TASK DESCRIPTION -
At the line containing "Instruction set for this micro-task: find crushed", begin repeating lines exactly, and stop only after the final line of the records below.

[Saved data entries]
************

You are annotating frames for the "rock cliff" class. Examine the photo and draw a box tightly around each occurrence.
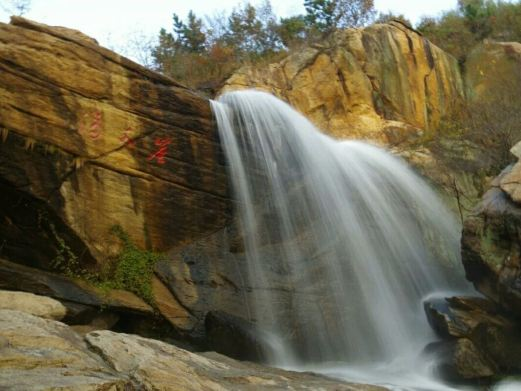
[222,21,464,145]
[462,141,521,316]
[424,140,521,380]
[0,17,231,272]
[465,40,521,102]
[3,14,521,388]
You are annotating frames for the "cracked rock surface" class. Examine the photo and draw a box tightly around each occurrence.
[0,308,386,390]
[0,17,231,269]
[221,21,464,145]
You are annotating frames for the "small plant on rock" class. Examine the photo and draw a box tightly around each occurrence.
[100,225,163,305]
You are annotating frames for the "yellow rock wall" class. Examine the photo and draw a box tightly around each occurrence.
[222,22,465,144]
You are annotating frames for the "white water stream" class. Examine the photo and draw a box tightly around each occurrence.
[211,90,471,390]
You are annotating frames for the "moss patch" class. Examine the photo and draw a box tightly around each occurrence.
[96,226,163,305]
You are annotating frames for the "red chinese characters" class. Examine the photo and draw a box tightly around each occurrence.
[119,126,136,149]
[147,137,172,165]
[79,110,103,140]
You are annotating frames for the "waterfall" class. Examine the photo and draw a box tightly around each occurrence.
[211,90,469,389]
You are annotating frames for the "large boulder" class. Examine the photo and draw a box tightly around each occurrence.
[0,309,130,390]
[461,148,521,316]
[424,296,521,380]
[0,289,67,320]
[0,17,230,271]
[0,309,386,390]
[222,21,464,144]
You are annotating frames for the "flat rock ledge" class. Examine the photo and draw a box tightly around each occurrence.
[0,290,67,320]
[0,308,386,391]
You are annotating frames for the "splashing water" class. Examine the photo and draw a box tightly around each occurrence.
[211,90,470,390]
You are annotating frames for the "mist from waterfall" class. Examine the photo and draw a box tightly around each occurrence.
[211,90,469,390]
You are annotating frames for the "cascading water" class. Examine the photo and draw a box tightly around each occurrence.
[211,90,470,390]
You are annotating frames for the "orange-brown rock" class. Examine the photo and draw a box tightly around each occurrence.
[0,17,231,270]
[221,21,464,144]
[465,40,521,102]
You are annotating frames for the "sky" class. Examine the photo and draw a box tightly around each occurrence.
[0,0,458,62]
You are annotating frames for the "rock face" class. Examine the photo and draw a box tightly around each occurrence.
[465,40,521,102]
[0,17,231,271]
[0,307,386,390]
[461,147,521,316]
[0,257,154,316]
[450,140,521,378]
[424,296,521,379]
[222,21,464,144]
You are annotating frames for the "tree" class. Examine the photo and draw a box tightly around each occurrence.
[277,15,307,47]
[304,0,337,31]
[458,0,497,38]
[417,11,476,64]
[172,11,206,53]
[304,0,376,33]
[225,1,281,56]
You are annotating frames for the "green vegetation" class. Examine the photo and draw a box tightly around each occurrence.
[418,0,521,64]
[429,64,521,178]
[37,210,81,278]
[150,0,521,91]
[48,221,80,277]
[151,0,377,91]
[41,216,163,305]
[97,226,163,305]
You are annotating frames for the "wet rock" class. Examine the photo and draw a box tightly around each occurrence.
[0,290,67,320]
[424,295,521,380]
[454,338,496,379]
[205,310,266,361]
[470,322,521,373]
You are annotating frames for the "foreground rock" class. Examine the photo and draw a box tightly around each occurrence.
[0,257,153,316]
[0,309,385,390]
[0,17,230,272]
[0,289,66,320]
[0,258,181,340]
[222,21,463,144]
[424,296,521,380]
[0,309,129,390]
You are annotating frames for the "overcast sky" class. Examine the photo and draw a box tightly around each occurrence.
[0,0,458,61]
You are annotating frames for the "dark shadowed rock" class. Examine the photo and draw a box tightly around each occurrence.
[424,295,521,379]
[0,257,153,317]
[454,338,496,379]
[205,310,267,361]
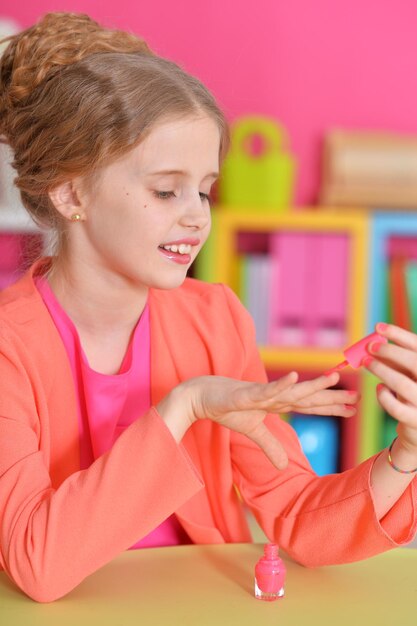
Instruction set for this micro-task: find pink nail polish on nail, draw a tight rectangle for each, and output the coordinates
[376,383,385,393]
[361,356,374,367]
[369,341,384,354]
[254,543,286,601]
[376,322,388,332]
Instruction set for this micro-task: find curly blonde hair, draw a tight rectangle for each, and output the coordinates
[0,12,229,231]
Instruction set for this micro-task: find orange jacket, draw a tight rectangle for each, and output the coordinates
[0,259,415,602]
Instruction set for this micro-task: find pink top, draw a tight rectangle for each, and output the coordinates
[35,276,191,549]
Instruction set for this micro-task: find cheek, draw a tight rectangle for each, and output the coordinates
[86,192,169,254]
[113,209,163,255]
[200,213,212,244]
[85,209,134,254]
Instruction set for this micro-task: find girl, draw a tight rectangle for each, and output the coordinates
[0,12,416,604]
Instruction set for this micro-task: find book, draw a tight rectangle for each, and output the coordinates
[241,254,271,346]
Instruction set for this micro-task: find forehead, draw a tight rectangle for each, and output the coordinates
[130,116,221,174]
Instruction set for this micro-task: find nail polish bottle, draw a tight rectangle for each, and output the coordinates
[254,543,286,601]
[324,330,388,375]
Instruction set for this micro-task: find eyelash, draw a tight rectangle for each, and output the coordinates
[153,191,211,203]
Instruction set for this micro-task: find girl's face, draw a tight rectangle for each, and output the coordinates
[74,115,220,291]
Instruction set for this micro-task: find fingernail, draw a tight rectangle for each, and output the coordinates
[345,404,356,413]
[368,341,384,354]
[324,369,337,377]
[376,322,388,332]
[376,383,385,393]
[347,390,357,396]
[361,356,374,367]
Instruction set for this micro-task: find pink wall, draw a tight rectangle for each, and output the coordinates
[5,0,417,205]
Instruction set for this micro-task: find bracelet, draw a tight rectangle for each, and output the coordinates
[387,437,417,474]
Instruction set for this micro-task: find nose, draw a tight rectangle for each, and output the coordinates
[179,192,210,231]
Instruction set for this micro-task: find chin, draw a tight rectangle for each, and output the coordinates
[151,273,189,291]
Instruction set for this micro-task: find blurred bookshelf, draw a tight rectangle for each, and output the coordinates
[195,206,417,472]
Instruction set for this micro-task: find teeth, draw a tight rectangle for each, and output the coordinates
[162,244,192,255]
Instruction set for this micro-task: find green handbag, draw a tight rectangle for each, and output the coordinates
[218,115,295,212]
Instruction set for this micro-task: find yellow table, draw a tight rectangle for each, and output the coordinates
[0,543,415,625]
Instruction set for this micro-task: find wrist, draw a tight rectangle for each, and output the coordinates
[156,384,195,443]
[388,437,417,474]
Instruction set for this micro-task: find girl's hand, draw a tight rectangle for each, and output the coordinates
[366,323,417,455]
[157,371,358,470]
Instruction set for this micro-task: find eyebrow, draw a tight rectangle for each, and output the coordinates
[146,169,219,179]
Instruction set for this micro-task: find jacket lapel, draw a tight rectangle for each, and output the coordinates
[1,263,81,486]
[149,287,225,543]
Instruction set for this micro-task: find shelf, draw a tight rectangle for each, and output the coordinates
[259,346,346,369]
[194,206,371,469]
[207,207,368,352]
[211,206,368,230]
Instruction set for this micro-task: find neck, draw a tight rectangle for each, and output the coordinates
[44,255,149,337]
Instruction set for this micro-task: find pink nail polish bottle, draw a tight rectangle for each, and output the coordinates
[324,331,388,375]
[254,543,286,601]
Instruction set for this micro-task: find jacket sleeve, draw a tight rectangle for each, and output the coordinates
[220,284,417,566]
[0,329,203,603]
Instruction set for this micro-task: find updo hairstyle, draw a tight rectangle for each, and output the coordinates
[0,12,229,233]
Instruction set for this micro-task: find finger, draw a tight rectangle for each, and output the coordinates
[231,372,298,411]
[241,372,299,407]
[292,389,360,408]
[283,373,340,403]
[364,357,417,406]
[375,322,417,352]
[266,371,299,396]
[368,340,417,379]
[244,420,289,470]
[376,384,417,428]
[289,403,356,417]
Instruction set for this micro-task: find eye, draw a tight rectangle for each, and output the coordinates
[199,192,211,203]
[154,191,176,200]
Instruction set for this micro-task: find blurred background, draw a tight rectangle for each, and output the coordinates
[2,2,417,531]
[5,0,417,205]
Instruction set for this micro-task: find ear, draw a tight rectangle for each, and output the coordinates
[48,180,85,221]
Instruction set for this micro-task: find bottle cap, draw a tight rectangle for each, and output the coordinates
[324,330,388,376]
[264,543,279,559]
[343,331,387,368]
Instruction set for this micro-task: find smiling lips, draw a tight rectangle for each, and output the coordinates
[158,238,200,265]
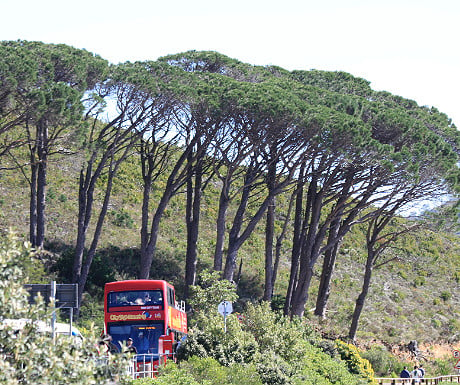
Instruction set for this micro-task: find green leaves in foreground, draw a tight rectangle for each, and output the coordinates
[171,274,376,385]
[0,232,127,385]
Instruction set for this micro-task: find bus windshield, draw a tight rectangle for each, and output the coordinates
[108,290,163,308]
[108,323,164,355]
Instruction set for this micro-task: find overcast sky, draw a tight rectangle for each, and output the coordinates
[2,0,459,125]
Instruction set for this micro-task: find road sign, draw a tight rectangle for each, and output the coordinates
[453,350,460,358]
[218,301,233,316]
[218,301,233,333]
[455,359,460,370]
[24,283,78,308]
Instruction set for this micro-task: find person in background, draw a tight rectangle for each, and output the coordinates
[418,364,425,379]
[137,331,150,353]
[411,365,422,383]
[125,337,137,354]
[400,366,411,383]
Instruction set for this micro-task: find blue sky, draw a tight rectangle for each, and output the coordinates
[2,0,459,126]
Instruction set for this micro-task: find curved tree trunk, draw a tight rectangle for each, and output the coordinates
[213,182,229,271]
[184,158,202,299]
[263,159,277,301]
[349,252,374,341]
[35,119,47,249]
[314,242,339,318]
[284,165,306,315]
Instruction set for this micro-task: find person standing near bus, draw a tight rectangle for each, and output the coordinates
[137,332,149,353]
[125,337,137,354]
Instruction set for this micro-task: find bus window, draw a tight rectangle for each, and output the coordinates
[167,287,175,308]
[108,290,163,308]
[107,323,164,356]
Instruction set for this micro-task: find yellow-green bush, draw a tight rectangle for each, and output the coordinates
[335,340,376,384]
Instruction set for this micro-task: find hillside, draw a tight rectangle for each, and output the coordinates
[1,147,459,350]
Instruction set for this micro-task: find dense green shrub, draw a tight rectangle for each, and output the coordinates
[296,340,367,385]
[0,232,127,384]
[335,340,376,384]
[181,356,263,385]
[126,357,263,385]
[179,274,375,385]
[177,312,258,366]
[187,270,238,316]
[361,345,403,377]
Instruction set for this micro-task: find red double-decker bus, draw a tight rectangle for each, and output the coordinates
[103,280,187,370]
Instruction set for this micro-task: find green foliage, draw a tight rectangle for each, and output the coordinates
[295,340,366,385]
[335,340,376,384]
[0,231,127,384]
[177,313,258,366]
[430,356,454,376]
[188,270,238,315]
[126,357,263,385]
[110,208,135,228]
[440,291,451,301]
[361,345,402,377]
[181,356,263,385]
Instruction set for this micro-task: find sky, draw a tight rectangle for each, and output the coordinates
[1,0,459,126]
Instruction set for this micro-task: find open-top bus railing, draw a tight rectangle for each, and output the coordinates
[127,353,173,379]
[375,374,460,384]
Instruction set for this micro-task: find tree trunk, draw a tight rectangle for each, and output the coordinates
[314,241,340,318]
[35,119,48,249]
[139,191,172,279]
[73,154,99,284]
[284,165,306,315]
[184,158,202,299]
[290,265,314,317]
[315,211,344,318]
[263,197,275,301]
[349,252,374,341]
[29,158,38,247]
[263,159,276,301]
[140,143,154,262]
[222,170,252,281]
[290,175,326,317]
[139,132,201,279]
[213,180,229,271]
[77,166,116,308]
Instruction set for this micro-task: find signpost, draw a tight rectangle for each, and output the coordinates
[453,350,460,373]
[24,281,78,341]
[218,301,233,333]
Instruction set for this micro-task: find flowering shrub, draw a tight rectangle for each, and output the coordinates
[335,340,377,384]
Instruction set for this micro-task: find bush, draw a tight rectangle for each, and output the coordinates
[188,270,238,316]
[0,231,127,385]
[125,357,263,385]
[177,313,258,366]
[335,340,377,384]
[296,340,366,385]
[361,345,401,377]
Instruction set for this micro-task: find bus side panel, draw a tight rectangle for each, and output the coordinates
[168,306,187,334]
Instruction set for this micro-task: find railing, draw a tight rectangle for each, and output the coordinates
[127,353,172,379]
[375,375,460,384]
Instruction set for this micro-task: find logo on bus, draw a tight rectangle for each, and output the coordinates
[109,311,154,321]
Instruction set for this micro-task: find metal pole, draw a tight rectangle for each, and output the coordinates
[51,280,56,343]
[69,307,73,337]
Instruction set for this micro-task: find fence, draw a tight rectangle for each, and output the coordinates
[375,375,460,384]
[127,353,171,379]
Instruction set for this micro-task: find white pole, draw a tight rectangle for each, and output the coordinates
[69,307,73,337]
[51,281,56,343]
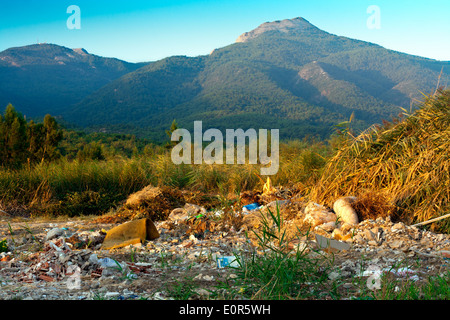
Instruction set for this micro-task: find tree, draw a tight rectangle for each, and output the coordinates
[0,105,63,169]
[76,142,105,162]
[26,120,45,164]
[41,114,63,163]
[0,104,28,169]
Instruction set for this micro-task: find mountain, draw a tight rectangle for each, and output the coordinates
[65,17,449,141]
[3,18,449,142]
[0,43,145,117]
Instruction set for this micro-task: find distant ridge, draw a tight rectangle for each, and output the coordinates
[0,43,145,117]
[1,18,449,143]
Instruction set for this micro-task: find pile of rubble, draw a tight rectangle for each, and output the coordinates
[1,183,449,300]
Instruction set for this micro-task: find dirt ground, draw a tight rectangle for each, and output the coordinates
[1,200,449,300]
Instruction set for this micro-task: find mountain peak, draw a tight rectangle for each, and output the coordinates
[73,48,89,55]
[236,17,319,43]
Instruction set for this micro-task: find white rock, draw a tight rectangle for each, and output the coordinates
[304,202,328,215]
[333,197,359,225]
[304,210,336,227]
[316,221,337,232]
[195,288,211,297]
[168,208,188,222]
[328,271,340,281]
[104,292,120,298]
[45,228,65,241]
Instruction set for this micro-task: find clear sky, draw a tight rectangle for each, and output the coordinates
[0,0,449,63]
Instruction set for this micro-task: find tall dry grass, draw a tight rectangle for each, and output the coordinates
[0,139,329,217]
[308,89,450,228]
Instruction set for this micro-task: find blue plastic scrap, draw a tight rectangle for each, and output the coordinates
[242,203,260,211]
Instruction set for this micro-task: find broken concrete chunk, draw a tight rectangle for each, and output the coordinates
[303,209,336,228]
[184,203,207,216]
[101,218,159,250]
[169,203,207,223]
[304,202,328,215]
[45,228,67,241]
[317,221,337,232]
[169,208,188,222]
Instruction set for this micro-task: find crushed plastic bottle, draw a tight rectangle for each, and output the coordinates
[242,203,261,213]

************

WRITTEN REPLY -
Instruction set for this micro-task: find crushed plastic bottle, draw a tight rectangle for each, and output the coordinates
[242,203,261,213]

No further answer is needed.